Lay out the listing below as a JSON list of strings, from its first line through the line containing "79), (212, 78)]", with one string per line and blank lines omitted. Leave the pictures out.

# # # #

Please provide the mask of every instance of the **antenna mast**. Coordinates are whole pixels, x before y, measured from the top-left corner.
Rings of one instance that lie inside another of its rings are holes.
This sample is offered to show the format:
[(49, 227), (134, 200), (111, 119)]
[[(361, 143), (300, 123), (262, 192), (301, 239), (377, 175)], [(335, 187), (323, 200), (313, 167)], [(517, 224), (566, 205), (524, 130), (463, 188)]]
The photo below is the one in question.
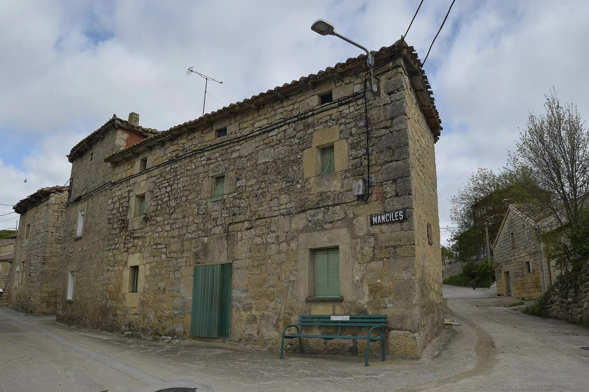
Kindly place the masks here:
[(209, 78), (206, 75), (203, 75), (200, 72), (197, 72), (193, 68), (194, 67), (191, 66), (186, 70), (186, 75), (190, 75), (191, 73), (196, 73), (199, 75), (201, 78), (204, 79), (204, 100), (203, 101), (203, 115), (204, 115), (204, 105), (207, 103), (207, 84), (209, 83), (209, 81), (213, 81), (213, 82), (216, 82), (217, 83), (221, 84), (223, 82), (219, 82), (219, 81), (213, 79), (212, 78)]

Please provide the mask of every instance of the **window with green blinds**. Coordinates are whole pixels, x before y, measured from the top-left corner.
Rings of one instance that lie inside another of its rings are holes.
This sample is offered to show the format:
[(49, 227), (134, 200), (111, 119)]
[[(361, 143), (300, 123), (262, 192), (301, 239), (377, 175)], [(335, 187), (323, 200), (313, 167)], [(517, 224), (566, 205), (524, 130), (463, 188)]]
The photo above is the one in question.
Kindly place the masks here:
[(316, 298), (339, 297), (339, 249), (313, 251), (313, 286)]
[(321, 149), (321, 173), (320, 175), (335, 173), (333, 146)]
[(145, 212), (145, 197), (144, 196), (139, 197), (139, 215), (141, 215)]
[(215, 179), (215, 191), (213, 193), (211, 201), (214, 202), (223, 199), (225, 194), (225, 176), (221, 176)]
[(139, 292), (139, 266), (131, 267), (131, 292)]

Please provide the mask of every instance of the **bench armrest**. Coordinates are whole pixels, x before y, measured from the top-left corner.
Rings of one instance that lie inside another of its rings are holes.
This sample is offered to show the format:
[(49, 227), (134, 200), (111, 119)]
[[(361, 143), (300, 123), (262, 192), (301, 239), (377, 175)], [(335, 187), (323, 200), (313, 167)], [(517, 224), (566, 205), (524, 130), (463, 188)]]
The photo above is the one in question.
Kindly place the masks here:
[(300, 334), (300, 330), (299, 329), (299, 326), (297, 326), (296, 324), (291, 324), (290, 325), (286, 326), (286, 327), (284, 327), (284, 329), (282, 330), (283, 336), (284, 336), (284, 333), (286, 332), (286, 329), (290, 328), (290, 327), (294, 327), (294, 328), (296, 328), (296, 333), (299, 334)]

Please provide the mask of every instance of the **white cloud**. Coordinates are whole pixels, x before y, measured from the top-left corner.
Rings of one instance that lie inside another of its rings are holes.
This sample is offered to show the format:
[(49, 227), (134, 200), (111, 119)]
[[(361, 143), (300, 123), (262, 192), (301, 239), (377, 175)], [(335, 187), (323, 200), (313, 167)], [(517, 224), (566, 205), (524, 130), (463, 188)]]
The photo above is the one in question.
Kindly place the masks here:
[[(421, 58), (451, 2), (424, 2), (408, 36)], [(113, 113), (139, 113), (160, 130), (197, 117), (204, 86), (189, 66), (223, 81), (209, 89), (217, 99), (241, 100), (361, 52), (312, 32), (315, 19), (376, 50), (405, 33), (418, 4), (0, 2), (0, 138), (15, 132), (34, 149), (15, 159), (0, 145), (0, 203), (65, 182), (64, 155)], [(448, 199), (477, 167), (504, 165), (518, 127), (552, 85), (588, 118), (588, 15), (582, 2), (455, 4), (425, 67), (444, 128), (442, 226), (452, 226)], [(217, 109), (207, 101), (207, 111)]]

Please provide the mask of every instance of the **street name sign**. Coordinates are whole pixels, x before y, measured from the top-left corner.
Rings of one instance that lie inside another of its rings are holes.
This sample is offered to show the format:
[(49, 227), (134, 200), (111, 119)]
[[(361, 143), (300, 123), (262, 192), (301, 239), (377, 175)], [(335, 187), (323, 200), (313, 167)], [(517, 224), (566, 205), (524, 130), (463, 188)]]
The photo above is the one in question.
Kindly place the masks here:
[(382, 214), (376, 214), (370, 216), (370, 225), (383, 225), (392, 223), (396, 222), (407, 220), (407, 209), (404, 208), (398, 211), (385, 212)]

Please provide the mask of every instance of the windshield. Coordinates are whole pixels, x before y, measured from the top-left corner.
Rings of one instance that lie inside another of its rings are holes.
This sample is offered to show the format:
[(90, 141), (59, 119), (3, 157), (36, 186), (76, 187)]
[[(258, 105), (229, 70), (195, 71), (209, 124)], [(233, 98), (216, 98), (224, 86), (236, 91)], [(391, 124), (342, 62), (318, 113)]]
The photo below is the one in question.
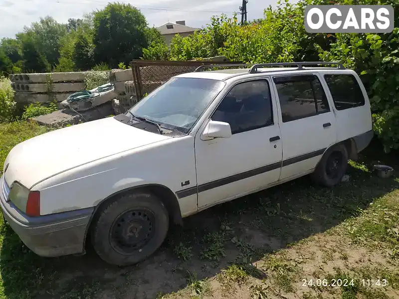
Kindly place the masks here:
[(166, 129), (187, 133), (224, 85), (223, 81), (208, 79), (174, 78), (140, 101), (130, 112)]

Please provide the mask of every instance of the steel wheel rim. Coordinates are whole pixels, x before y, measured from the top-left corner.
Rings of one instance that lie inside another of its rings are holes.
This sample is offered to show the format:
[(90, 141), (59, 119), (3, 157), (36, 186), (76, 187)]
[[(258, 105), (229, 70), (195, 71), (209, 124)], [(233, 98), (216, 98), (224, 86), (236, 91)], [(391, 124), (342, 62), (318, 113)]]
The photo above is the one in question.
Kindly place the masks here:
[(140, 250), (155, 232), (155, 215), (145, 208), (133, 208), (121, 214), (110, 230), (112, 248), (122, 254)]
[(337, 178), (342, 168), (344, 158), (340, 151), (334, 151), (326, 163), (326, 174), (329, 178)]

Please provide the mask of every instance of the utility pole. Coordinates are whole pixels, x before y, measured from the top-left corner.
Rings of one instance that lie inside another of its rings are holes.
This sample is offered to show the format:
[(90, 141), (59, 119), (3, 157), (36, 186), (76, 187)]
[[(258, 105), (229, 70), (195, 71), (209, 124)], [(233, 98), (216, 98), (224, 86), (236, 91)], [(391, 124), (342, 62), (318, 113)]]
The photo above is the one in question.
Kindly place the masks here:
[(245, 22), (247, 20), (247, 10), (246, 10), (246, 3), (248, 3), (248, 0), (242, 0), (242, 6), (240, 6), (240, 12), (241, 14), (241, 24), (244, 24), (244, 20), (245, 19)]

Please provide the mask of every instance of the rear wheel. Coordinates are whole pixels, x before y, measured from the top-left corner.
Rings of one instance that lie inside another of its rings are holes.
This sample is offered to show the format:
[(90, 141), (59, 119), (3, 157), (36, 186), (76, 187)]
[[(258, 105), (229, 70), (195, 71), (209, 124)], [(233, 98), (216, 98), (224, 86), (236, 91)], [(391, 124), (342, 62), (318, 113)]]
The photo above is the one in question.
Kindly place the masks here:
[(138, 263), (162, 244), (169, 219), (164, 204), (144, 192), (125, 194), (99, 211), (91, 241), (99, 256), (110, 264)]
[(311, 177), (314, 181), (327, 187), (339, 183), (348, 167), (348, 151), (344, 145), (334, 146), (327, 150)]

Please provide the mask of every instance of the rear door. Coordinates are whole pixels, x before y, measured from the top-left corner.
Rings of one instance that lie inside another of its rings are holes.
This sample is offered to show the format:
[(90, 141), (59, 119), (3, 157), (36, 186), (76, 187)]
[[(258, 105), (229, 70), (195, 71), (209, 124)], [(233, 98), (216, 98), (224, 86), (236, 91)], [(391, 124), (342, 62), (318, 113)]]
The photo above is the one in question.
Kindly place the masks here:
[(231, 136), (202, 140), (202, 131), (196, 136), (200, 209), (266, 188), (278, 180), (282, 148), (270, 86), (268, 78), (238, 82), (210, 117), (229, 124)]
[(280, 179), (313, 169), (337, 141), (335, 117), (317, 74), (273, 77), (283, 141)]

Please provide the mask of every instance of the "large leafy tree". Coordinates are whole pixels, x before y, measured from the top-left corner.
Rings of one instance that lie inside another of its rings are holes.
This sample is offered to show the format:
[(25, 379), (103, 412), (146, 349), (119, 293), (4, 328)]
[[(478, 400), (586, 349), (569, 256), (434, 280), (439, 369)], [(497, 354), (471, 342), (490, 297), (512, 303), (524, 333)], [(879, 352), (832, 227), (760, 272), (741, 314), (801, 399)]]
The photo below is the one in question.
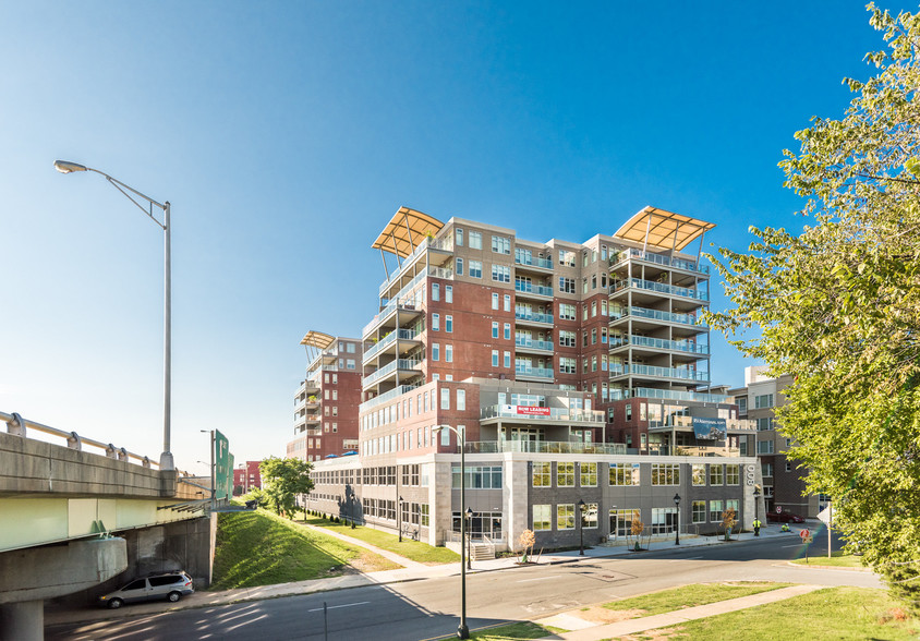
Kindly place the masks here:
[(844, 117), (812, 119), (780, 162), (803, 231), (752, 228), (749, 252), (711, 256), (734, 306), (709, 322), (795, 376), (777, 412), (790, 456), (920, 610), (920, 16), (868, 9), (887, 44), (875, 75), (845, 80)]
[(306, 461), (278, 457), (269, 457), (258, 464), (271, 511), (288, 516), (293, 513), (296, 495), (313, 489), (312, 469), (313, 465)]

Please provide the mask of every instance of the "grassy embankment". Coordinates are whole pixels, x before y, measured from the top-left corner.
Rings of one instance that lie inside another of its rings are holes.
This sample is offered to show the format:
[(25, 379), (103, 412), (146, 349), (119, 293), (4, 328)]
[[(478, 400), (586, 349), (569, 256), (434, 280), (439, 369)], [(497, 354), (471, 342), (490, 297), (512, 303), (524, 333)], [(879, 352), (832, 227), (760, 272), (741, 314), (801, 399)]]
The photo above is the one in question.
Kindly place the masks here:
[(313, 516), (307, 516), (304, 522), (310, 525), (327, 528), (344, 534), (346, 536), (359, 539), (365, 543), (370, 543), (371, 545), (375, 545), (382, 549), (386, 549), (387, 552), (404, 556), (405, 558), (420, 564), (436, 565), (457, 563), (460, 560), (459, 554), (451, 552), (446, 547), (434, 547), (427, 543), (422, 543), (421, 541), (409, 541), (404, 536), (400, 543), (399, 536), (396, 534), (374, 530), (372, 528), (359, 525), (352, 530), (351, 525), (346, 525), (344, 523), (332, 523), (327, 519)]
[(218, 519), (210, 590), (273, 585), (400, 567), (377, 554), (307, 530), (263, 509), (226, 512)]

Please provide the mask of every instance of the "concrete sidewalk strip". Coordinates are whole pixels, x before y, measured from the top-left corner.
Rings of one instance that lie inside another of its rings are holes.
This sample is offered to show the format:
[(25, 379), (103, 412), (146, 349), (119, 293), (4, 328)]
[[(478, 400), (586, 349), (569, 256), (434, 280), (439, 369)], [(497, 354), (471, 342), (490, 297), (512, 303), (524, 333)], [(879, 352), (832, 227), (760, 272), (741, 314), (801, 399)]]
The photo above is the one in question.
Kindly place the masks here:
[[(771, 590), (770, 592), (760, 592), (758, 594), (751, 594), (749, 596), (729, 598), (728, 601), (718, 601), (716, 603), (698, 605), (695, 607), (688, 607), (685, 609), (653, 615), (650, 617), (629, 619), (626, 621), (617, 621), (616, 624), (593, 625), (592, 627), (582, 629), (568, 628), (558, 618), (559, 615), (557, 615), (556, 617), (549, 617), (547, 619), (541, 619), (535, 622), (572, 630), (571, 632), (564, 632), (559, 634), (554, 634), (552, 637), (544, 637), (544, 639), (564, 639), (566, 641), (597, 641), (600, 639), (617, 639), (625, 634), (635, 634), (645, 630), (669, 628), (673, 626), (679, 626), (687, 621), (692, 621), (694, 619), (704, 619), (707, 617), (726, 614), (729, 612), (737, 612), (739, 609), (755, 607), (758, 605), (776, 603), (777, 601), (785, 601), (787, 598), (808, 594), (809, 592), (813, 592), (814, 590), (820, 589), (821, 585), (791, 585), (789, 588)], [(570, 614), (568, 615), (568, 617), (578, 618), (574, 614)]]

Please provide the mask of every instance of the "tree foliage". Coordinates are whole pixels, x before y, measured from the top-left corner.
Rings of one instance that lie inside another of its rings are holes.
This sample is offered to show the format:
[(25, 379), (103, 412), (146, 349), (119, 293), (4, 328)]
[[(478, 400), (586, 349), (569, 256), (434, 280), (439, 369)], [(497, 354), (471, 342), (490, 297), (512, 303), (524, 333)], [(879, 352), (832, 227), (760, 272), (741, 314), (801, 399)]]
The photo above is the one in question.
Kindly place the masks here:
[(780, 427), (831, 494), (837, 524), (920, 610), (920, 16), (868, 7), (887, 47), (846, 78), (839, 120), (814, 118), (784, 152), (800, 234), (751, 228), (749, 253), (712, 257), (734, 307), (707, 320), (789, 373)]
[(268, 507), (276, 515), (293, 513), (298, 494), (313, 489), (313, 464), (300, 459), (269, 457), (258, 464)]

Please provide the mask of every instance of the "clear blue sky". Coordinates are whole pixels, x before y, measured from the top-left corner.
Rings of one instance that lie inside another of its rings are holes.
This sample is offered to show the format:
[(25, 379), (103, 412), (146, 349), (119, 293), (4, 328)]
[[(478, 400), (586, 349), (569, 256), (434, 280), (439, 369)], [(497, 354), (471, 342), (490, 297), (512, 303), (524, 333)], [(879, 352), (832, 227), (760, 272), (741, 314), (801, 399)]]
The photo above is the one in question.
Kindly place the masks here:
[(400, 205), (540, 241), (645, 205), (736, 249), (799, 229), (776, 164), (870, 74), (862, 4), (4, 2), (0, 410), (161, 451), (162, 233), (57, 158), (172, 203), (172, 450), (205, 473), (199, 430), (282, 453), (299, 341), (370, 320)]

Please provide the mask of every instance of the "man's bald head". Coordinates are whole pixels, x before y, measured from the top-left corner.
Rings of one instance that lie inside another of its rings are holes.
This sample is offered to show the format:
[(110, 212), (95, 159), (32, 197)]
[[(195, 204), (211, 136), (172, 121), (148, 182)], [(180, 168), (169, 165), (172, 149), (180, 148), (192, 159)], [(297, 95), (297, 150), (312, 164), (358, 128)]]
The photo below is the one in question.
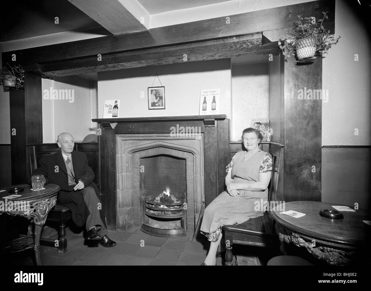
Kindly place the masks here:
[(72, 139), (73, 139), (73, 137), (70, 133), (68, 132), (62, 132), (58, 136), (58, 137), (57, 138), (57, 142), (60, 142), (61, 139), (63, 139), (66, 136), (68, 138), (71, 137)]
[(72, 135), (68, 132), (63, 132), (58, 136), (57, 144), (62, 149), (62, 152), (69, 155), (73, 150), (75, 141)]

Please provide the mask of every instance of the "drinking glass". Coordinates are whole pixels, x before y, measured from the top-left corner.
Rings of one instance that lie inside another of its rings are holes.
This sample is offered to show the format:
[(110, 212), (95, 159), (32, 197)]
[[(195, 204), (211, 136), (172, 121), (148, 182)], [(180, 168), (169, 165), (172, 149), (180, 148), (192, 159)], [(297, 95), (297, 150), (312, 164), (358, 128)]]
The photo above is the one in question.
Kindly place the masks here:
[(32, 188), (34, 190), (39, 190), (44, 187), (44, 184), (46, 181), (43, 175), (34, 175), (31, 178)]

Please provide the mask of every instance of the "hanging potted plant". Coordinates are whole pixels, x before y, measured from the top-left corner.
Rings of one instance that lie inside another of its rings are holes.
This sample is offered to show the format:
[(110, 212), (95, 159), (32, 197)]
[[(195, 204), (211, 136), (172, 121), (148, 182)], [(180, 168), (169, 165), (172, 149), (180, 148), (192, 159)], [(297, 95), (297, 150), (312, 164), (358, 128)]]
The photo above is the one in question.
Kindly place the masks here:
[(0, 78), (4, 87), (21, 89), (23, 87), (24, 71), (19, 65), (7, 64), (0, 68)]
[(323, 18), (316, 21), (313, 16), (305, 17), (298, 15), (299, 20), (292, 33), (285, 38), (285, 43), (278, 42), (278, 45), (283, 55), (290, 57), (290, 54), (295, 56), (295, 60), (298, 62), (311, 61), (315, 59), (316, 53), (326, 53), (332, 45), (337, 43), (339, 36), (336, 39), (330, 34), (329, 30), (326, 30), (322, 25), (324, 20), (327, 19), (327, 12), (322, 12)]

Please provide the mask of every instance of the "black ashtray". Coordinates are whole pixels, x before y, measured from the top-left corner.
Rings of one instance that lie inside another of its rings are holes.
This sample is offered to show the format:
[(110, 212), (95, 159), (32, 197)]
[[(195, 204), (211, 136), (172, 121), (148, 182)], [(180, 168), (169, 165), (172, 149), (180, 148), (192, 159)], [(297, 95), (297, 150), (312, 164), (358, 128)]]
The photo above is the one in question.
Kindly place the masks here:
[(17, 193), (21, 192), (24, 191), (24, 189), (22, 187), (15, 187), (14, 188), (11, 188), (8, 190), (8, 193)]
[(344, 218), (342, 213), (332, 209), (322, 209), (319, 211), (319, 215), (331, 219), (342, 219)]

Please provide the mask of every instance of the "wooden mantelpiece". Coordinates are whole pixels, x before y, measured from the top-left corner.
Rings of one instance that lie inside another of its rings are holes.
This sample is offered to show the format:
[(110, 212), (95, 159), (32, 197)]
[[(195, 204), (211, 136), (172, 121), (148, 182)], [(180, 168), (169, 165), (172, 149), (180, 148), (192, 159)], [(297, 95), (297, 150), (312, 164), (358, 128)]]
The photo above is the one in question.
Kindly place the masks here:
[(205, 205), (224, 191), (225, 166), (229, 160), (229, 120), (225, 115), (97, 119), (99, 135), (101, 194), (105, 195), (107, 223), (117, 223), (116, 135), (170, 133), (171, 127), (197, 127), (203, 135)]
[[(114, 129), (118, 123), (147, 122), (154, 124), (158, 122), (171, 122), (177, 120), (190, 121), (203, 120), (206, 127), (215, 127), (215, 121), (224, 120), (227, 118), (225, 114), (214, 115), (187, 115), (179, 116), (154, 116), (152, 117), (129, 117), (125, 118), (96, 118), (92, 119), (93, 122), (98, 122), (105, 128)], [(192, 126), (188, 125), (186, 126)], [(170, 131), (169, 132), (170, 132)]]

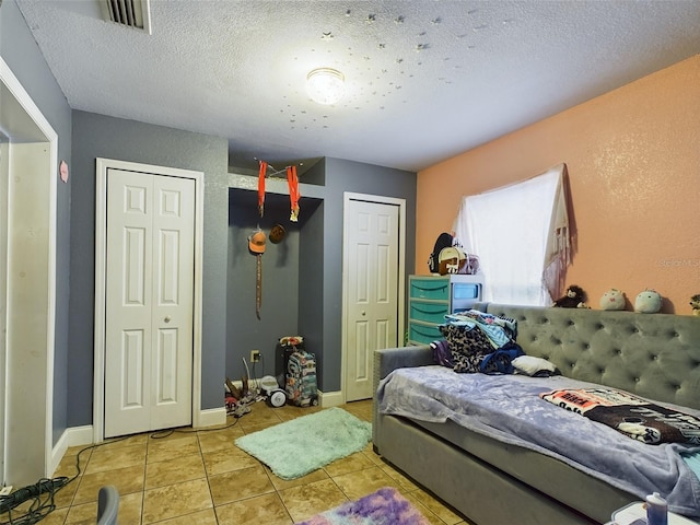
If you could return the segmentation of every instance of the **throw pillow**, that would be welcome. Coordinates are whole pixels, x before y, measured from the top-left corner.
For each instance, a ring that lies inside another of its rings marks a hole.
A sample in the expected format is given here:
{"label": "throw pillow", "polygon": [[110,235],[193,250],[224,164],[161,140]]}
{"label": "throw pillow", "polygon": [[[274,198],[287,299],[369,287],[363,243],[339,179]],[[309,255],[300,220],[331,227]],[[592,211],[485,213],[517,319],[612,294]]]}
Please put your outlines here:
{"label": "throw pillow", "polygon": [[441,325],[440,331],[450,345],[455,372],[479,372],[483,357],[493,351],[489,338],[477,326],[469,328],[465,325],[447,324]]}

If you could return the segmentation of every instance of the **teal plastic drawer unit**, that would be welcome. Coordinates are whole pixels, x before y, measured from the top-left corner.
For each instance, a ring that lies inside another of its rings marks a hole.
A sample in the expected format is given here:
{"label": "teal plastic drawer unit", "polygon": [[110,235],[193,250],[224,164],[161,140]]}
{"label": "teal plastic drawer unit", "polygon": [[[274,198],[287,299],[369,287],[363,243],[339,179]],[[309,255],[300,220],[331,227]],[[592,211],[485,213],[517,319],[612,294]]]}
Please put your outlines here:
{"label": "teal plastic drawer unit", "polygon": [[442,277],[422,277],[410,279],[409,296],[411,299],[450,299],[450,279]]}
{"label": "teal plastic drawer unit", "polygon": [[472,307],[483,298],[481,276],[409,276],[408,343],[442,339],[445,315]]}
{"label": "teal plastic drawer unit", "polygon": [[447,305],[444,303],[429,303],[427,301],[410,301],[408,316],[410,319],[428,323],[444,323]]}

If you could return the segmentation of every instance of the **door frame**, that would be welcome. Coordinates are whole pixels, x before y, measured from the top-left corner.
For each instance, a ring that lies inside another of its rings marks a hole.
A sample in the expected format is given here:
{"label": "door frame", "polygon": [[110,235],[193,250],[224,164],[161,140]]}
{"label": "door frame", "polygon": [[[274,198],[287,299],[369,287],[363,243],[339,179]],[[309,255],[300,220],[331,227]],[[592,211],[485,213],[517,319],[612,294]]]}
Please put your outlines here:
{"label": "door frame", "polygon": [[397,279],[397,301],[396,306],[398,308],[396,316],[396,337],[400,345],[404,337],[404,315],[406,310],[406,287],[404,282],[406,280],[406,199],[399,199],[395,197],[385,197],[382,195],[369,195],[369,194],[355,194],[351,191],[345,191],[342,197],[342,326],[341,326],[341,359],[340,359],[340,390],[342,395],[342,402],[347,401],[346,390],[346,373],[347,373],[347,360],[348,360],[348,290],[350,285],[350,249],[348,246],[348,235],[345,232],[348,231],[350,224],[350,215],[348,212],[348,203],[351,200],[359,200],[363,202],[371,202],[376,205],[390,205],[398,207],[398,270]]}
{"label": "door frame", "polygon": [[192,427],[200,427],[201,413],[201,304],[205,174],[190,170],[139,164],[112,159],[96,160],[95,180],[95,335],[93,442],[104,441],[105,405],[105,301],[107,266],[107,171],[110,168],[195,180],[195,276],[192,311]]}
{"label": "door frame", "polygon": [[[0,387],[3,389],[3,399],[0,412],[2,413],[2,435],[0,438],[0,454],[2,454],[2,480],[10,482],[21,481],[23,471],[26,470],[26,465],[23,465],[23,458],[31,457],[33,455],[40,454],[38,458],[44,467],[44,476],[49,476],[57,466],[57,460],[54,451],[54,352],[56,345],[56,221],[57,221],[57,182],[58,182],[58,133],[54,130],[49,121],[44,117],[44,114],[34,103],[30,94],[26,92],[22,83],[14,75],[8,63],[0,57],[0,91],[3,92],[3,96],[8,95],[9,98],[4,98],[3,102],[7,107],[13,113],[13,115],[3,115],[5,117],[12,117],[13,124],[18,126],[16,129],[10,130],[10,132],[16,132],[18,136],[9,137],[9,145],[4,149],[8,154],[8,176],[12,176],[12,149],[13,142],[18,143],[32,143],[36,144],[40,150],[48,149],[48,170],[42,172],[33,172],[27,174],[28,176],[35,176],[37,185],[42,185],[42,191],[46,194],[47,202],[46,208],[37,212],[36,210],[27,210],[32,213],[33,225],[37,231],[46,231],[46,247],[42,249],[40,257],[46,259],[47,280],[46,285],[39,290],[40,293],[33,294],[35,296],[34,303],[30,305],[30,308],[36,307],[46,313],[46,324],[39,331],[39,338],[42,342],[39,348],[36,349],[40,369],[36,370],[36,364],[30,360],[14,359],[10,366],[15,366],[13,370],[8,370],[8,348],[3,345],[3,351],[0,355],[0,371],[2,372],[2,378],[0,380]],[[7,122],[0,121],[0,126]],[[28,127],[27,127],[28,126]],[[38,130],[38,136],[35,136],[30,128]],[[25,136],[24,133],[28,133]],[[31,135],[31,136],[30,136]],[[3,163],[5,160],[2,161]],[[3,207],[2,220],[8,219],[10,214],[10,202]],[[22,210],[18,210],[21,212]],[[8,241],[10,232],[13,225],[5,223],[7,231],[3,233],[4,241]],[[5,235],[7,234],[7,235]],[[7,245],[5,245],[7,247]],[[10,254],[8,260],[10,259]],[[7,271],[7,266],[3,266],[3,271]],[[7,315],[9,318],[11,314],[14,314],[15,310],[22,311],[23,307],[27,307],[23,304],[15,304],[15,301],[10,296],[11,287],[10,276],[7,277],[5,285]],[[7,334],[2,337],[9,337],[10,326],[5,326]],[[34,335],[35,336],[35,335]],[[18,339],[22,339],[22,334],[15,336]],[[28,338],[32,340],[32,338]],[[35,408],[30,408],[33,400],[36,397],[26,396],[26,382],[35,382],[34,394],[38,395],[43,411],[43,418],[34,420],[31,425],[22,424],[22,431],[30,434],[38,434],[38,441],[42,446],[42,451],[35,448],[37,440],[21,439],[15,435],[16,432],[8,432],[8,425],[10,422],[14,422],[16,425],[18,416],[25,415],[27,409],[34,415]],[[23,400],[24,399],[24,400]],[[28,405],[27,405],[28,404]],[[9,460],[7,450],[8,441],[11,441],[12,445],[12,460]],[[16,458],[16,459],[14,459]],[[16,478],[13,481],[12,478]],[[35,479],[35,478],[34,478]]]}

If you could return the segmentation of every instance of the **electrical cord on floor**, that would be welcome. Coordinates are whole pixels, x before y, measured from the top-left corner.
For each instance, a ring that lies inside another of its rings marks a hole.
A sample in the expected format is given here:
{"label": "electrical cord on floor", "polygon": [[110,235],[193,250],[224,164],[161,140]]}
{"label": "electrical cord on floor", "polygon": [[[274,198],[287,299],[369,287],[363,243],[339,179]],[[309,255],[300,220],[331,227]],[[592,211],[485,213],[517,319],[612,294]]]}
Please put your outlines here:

# # # #

=== Task result ===
[
  "Please provide the mask of every instance of the **antenna mast**. Coordinates are whole pixels, x before y, measured from the top-left corner.",
  "Rings of one instance that lie inside another of its rings are holes.",
  "This sample is offered to show the format:",
  "[(49, 227), (134, 200), (111, 119)]",
  "[[(361, 143), (300, 123), (262, 192), (301, 239), (377, 175)], [(335, 187), (323, 200), (313, 167)], [(517, 224), (566, 205), (524, 130), (463, 188)]]",
  "The photo below is the one in question.",
  "Kindly place the masks here:",
  "[(209, 78), (206, 75), (203, 75), (200, 72), (197, 72), (193, 68), (194, 67), (191, 66), (186, 70), (186, 75), (190, 75), (191, 73), (196, 73), (199, 75), (201, 78), (204, 79), (204, 100), (203, 101), (203, 115), (204, 115), (204, 105), (207, 103), (207, 84), (209, 83), (209, 81), (213, 81), (213, 82), (216, 82), (217, 83), (221, 84), (223, 82), (219, 82), (219, 81), (213, 79), (212, 78)]"
]